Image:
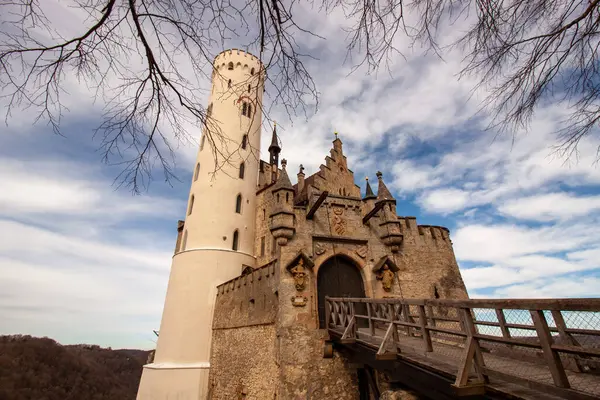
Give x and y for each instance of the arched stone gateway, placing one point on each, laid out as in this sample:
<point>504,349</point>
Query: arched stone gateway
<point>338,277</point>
* * * * *
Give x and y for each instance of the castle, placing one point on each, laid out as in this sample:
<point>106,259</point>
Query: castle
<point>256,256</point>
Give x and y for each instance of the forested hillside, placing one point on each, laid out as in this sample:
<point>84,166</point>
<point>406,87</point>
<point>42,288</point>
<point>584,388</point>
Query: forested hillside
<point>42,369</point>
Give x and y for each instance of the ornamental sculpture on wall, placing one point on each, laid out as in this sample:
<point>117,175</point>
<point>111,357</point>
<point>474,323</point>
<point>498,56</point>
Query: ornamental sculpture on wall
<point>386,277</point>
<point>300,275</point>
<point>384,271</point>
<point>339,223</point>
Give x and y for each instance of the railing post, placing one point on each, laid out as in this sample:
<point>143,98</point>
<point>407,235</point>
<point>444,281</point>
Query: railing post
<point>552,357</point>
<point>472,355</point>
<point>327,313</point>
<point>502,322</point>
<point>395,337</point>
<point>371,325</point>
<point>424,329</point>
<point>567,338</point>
* * * * *
Work out how many lines in the records above contain the word "sample", and reply with that number alone.

RESULT - 5